(Items from a data source)
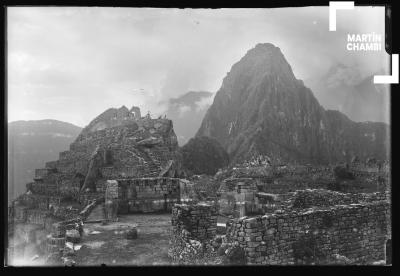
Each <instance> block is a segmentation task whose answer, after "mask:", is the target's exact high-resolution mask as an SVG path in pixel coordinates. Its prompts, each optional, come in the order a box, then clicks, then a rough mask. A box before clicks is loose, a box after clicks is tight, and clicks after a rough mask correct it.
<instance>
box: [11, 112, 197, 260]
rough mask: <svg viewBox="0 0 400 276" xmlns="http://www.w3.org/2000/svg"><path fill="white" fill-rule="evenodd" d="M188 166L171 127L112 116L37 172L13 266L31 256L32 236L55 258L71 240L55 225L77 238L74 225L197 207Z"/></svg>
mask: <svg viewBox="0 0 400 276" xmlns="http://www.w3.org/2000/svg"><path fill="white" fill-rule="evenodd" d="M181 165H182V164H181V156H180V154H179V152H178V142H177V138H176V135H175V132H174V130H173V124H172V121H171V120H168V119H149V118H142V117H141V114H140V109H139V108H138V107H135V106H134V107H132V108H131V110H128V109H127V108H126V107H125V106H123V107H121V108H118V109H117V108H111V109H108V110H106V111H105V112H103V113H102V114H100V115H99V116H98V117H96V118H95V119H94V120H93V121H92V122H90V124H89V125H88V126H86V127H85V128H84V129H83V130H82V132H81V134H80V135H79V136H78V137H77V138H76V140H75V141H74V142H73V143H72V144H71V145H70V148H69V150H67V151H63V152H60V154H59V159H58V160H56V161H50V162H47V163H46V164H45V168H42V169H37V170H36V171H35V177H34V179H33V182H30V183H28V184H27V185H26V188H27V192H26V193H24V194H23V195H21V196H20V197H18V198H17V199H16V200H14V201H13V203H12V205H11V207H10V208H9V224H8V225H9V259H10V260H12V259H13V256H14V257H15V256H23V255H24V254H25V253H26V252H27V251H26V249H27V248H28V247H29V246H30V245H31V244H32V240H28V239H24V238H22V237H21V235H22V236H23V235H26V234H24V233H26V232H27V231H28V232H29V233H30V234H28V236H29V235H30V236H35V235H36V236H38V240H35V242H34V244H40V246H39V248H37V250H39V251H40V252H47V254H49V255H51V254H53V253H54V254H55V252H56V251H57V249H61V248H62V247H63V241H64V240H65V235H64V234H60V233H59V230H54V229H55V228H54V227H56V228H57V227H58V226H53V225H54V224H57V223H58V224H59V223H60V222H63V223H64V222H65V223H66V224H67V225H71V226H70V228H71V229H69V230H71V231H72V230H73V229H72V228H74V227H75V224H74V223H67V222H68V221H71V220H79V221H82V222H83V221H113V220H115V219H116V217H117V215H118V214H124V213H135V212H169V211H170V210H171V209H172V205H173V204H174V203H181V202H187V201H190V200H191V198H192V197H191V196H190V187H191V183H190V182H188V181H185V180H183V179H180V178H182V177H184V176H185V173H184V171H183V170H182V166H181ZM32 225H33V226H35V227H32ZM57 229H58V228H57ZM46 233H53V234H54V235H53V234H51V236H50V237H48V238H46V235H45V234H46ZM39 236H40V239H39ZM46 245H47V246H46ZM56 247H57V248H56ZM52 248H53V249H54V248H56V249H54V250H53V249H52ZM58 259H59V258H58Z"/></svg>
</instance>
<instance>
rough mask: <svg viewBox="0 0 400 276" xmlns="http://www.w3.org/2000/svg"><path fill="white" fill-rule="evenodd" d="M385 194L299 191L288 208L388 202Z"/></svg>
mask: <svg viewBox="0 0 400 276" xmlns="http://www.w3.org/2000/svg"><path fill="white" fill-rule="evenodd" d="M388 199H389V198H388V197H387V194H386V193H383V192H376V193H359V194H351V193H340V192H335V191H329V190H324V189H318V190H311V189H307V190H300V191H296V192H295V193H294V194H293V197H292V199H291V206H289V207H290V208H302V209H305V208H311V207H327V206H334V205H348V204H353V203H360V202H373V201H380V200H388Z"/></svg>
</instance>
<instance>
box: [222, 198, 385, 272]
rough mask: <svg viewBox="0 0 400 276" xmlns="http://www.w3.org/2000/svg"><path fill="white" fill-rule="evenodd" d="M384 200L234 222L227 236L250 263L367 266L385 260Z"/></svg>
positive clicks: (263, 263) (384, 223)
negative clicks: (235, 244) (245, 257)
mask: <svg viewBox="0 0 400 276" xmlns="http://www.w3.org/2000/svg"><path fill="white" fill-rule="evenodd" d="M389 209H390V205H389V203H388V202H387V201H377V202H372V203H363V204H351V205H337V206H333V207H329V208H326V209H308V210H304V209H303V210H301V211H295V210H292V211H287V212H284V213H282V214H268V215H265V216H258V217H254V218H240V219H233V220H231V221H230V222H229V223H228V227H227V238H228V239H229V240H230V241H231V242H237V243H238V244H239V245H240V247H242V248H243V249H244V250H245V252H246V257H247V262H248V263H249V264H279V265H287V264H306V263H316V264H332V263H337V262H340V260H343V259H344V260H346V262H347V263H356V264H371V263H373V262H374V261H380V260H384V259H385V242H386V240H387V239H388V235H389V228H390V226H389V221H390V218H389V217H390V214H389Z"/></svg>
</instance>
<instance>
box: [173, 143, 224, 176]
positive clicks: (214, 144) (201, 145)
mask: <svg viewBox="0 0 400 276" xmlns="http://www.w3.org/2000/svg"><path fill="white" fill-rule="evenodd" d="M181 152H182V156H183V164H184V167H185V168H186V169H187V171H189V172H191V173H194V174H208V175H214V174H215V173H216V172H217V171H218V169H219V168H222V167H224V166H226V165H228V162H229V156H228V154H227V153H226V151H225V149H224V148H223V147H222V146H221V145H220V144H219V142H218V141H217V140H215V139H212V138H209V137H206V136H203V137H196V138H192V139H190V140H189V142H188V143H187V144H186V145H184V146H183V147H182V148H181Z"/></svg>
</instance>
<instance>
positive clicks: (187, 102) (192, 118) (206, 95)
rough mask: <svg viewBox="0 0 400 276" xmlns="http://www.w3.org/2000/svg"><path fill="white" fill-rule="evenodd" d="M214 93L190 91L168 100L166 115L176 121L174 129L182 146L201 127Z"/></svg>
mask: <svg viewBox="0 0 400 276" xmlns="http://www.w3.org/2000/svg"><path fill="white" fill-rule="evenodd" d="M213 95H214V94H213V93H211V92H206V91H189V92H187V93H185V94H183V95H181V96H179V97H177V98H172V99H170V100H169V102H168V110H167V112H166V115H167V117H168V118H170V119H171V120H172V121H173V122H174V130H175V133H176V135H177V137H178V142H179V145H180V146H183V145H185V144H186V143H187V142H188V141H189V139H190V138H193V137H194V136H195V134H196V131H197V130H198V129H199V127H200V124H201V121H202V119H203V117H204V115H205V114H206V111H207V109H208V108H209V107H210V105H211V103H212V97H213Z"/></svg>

**WHAT THE EXERCISE ASKS**
Your answer must be an exact copy of the records, without the pictures.

**EXPECTED ANSWER**
Each <instance> block is a segmentation task whose answer, after "mask:", is the target's exact high-resolution mask as an SVG path in pixel coordinates. Its prompts, each optional, come in the order a box, then clicks, then a rough mask. A box before clicks is loose, a box after clicks is tight, and clicks after a rough mask correct it.
<instance>
box: [11, 112, 197, 260]
rough mask: <svg viewBox="0 0 400 276" xmlns="http://www.w3.org/2000/svg"><path fill="white" fill-rule="evenodd" d="M188 166L171 127L112 116L37 172L13 266L31 256L32 236L55 258L71 240L55 225L77 238L74 225L197 207Z"/></svg>
mask: <svg viewBox="0 0 400 276" xmlns="http://www.w3.org/2000/svg"><path fill="white" fill-rule="evenodd" d="M181 165H182V164H181V156H180V154H179V152H178V142H177V138H176V135H175V132H174V130H173V124H172V121H171V120H168V119H149V118H142V117H141V114H140V109H139V108H138V107H135V106H134V107H132V108H131V110H128V109H127V108H126V107H125V106H123V107H121V108H118V109H117V108H111V109H108V110H106V111H105V112H103V113H102V114H100V115H99V116H98V117H96V118H95V119H94V120H93V121H92V122H90V124H89V125H88V126H86V127H85V128H84V129H83V130H82V132H81V134H80V135H79V136H78V137H77V138H76V140H75V141H74V142H73V143H72V144H71V145H70V148H69V150H67V151H63V152H60V154H59V159H58V160H56V161H50V162H47V163H46V164H45V168H42V169H37V170H36V171H35V177H34V179H33V182H30V183H28V184H27V185H26V188H27V192H26V193H24V194H23V195H21V196H20V197H18V198H17V199H16V200H14V201H13V203H12V205H11V207H10V208H9V224H8V225H9V259H10V260H12V259H13V256H14V257H15V256H23V255H24V254H25V253H26V252H27V251H26V249H27V248H28V247H29V246H30V245H31V244H32V240H28V239H24V238H22V237H21V235H22V236H23V235H26V234H24V233H26V232H27V231H28V232H29V233H30V234H28V236H29V235H30V236H35V235H36V236H38V240H35V242H34V244H40V246H39V248H37V250H39V251H40V252H47V254H49V255H51V254H53V253H54V254H55V252H56V251H57V249H61V248H62V247H63V241H64V240H65V235H64V234H60V233H59V230H54V229H55V228H54V227H56V228H57V227H58V226H53V225H54V224H57V223H58V224H59V223H60V222H63V223H64V222H65V223H66V224H67V225H71V226H70V228H71V229H69V230H71V231H72V230H73V229H72V228H74V227H75V224H74V223H67V222H68V221H71V220H79V221H82V222H83V221H113V220H115V219H116V217H117V215H118V214H124V213H135V212H169V211H170V210H171V209H172V205H173V204H174V203H181V202H187V201H190V200H191V198H192V197H191V196H190V187H191V183H190V182H188V181H185V180H183V179H180V178H182V177H184V176H185V173H184V171H183V170H182V166H181ZM32 225H33V226H35V227H32ZM57 229H58V228H57ZM46 233H53V234H54V235H53V234H51V236H50V237H48V238H46V235H45V234H46ZM39 236H40V239H39ZM46 245H47V246H46ZM56 247H57V248H56ZM52 248H53V249H54V248H56V249H54V250H53V249H52ZM58 259H59V258H58Z"/></svg>
</instance>
<instance>
rough mask: <svg viewBox="0 0 400 276" xmlns="http://www.w3.org/2000/svg"><path fill="white" fill-rule="evenodd" d="M385 194L299 191L288 208L388 202Z"/></svg>
mask: <svg viewBox="0 0 400 276" xmlns="http://www.w3.org/2000/svg"><path fill="white" fill-rule="evenodd" d="M388 199H389V198H388V197H387V194H386V193H383V192H376V193H359V194H351V193H340V192H335V191H329V190H324V189H318V190H311V189H307V190H300V191H296V192H295V193H294V194H293V197H292V199H291V206H289V207H290V208H302V209H305V208H311V207H327V206H334V205H348V204H353V203H360V202H373V201H380V200H388Z"/></svg>
</instance>
<instance>
box: [222, 198, 385, 272]
rough mask: <svg viewBox="0 0 400 276" xmlns="http://www.w3.org/2000/svg"><path fill="white" fill-rule="evenodd" d="M384 200L234 222L227 236L250 263L367 266L385 260Z"/></svg>
positive clicks: (263, 263) (384, 223)
negative clicks: (235, 244) (245, 257)
mask: <svg viewBox="0 0 400 276" xmlns="http://www.w3.org/2000/svg"><path fill="white" fill-rule="evenodd" d="M389 209H390V205H389V203H388V202H387V201H377V202H372V203H363V204H351V205H337V206H333V207H329V208H326V209H308V210H304V209H303V210H301V211H295V210H292V211H287V212H284V213H282V214H268V215H265V216H258V217H254V218H240V219H233V220H231V221H230V222H229V223H228V227H227V238H228V239H229V240H230V241H231V242H237V243H238V244H239V245H240V247H242V248H243V249H244V250H245V252H246V257H247V262H248V263H249V264H279V265H287V264H306V263H316V264H332V263H337V262H340V260H343V259H344V260H346V262H347V263H356V264H371V263H373V262H374V261H380V260H384V259H385V242H386V240H387V239H388V235H389V228H390V226H389V221H390V218H389V217H390V214H389Z"/></svg>
</instance>
<instance>
box: [173, 143, 224, 176]
positive clicks: (214, 144) (201, 145)
mask: <svg viewBox="0 0 400 276" xmlns="http://www.w3.org/2000/svg"><path fill="white" fill-rule="evenodd" d="M181 152H182V156H183V164H184V167H185V168H186V169H187V171H189V172H191V173H194V174H208V175H214V174H215V173H216V172H217V171H218V169H219V168H222V167H224V166H226V165H228V162H229V156H228V154H227V153H226V151H225V149H224V148H223V147H222V146H221V145H220V144H219V142H218V141H217V140H215V139H212V138H209V137H206V136H203V137H196V138H192V139H190V140H189V142H188V143H187V144H186V145H184V146H183V147H182V148H181Z"/></svg>
</instance>
<instance>
positive clicks: (187, 102) (192, 118) (206, 95)
rough mask: <svg viewBox="0 0 400 276" xmlns="http://www.w3.org/2000/svg"><path fill="white" fill-rule="evenodd" d="M214 93L190 91L168 100L166 115L176 121L174 129L182 146L201 127Z"/></svg>
mask: <svg viewBox="0 0 400 276" xmlns="http://www.w3.org/2000/svg"><path fill="white" fill-rule="evenodd" d="M213 95H214V94H213V93H211V92H206V91H189V92H187V93H185V94H183V95H181V96H179V97H177V98H172V99H170V100H169V102H168V110H167V112H166V115H167V117H168V118H170V119H171V120H172V121H173V122H174V130H175V133H176V135H177V137H178V142H179V145H180V146H183V145H185V144H186V143H187V142H188V141H189V139H190V138H193V137H194V136H195V134H196V131H197V130H198V129H199V127H200V124H201V121H202V119H203V117H204V115H205V114H206V111H207V109H208V108H209V107H210V105H211V103H212V97H213Z"/></svg>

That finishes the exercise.